* **Tareas por realizar**:
(a) Responda, según el artículo sobre la crisis venezolana, a las siguientes preguntas:
(i) ¿Cuántos países acompañaron la negociación en República Dominicana?
(ii) ¿En qué mes se vio la primera señal de la política de Trump hacia Venezuela?
(iii) ¿Cuántos funcionarios sancionados había ya en noviembre?
(b) Transcriba con total fidelidad el fragmento del artículo sobre la crisis venezolana que comienza con "Por Mariano de" y continúa hasta "República Dominicana.".
(c) Prolongue el artículo sobre la crisis venezolana a partir de su última oración.

* **Texto proporcionado**:
Por Mariano de Alba
La presión de una parte
considerable de la comunidad internacional por la resolución de la grave crisis
que vive Venezuela fue una de las realidades objetivas del año 2017. Por
primera vez puede hablarse de una consolidación de la atención internacional,
producto del agravamiento de la situación y su impacto en otros países.
Este año se caracterizó por
discusiones y acciones en organizaciones internacionales, el desconocimiento de
un buen número de países de la llamada “constituyente”, sanciones a
funcionarios y asociados, restricciones a la capacidad de endeudamiento del
Estado y PDVSA, la constitución de un grupo especial para monitorear la crisis
(Grupo de Lima), y el acompañamiento de cinco países a la negociación en
República Dominicana.
Las eventuales elecciones
presidenciales en 2018 pondrán a prueba la capacidad del hemisferio occidental
de presionar para asegurar la transparencia de unos comicios en donde estará en
juego la consolidación categórica del autoritarismo en Venezuela. En cualquier
caso, sin una dirigencia y ciudadanía opositora organizada alrededor una
estrategia precisa, la capacidad de influencia internacional seguirá siendo
limitada.
Un breve resumen del año 2017
El inicio del año estuvo
marcado por la incertidumbre generada por la toma de
posesión de Donald Trump. Gracias a la influencia de legisladores del Partido
Republicano, la crisis venezolana se convirtió en uno de los temas más
importantes de la política exterior del nuevo inquilino de la Casa Blanca.
La primera señal se vio en
febrero con la prohibición de entrada y congelación de activos Al
vicepresidente Tareck El Aissami y un empresario cercano por supuestos vínculos
con el narcotráfico. Las mismas medidas fueron sucesivamente replicadas contra
magistrados del Tribunal Supremo de Justicia,
rectores del Consejo Nacional Electoral y decenas de funcionarios del Estado
por la violación de las garantías democráticas. En el mes noviembre, ya eran más de 40 los
funcionarios sancionados. No obstante, fue en agosto cuando el gobierno
estadounidense impuso la medida que más ha complicado al régimen de Nicolás
Maduro, prohibiendo, con limitadas excepciones, la posibilidad de financiamiento al Estado venezolano o a
PDVSA.

* **Datos**:

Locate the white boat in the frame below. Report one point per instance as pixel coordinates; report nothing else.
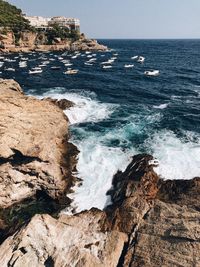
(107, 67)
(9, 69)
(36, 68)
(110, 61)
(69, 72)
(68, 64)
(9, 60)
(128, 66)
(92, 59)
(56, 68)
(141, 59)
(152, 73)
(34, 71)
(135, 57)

* **Respuestas**:
(a)
(i) Cinco.
(ii) En febrero.
(iii) Más de 40.

(b)
Por Mariano de Alba
La presión de una parte
considerable de la comunidad internacional por la resolución de la grave crisis
que vive Venezuela fue una de las realidades objetivas del año 2017. Por
primera vez puede hablarse de una consolidación de la atención internacional,
producto del agravamiento de la situación y su impacto en otros países.
Este año se caracterizó por
discusiones y acciones en organizaciones internacionales, el desconocimiento de
un buen número de países de la llamada “constituyente”, sanciones a
funcionarios y asociados, restricciones a la capacidad de endeudamiento del
Estado y PDVSA, la constitución de un grupo especial para monitorear la crisis
(Grupo de Lima), y el acompañamiento de cinco países a la negociación en
República Dominicana.

(c)
En el campo diplomático, el
accionar estadounidense ha sido menos relevante, y el Secretario de Estado, Rex
Tillerson, no participó en ninguna instancia de la reunión de cancilleres de la OEA. La
falta de coordinación estrecha entre Estados Unidos y el resto de América
Latina se hizo patente cuando en agosto, Trump mencionó la posibilidad de una
respuesta militar, generando rechazo en la mayoría de los gobiernos de la
región. De tal manera que Estados Unidos ha optado por actuar aisladamente,
mientras el esfuerzo –de momento infructuoso– por una coordinación internacional
efectiva fue liderado por el Secretario General de la OEA, Luis Almagro.
Desde marzo, Almagro buscó dar
un impulso a la aplicación de la Carta Democrática Interamericana, recomendando que la presión se
volcara en la concreción de unas elecciones generales, la continuación de
sanciones, la liberación de los presos políticos y la apertura de un canal
humanitario. A pesar de la evidente ruptura del orden constitucional con las
sentencias del Tribunal Supremo de Justicia a finales de ese mismo mes, la
decisión de la mayoría de los países de la región fue optar por una vía más
diplomática, elevando la discusión a una reunión de cancilleres. Incluso ante esta
opción, el régimen de Maduro respondió abruptamente, anunciando que abandonaba la OEA. La reunión de
cancilleres –celebrada en medio de la ola de protestas que vivió el país
durante cuatro meses– fue incapaz de aprobar un documento, dejando en evidencia la división en la región
y la efectividad de la diplomacia oficialista en el Caribe.
Esta incapacidad para acordar
una respuesta mayoritaria a nivel de cancilleres terminó por paralizar a la
OEA. Una vez concretada la elección de la fraudulenta constituyente, la región
reaccionó de forma descoordinada. Sólo ocho países (entre los
que destacan China y Rusia) reconocieron los resultados de esa elección,
mientras que, dado el rechazo de Europa en pleno, 46 la desconocieron.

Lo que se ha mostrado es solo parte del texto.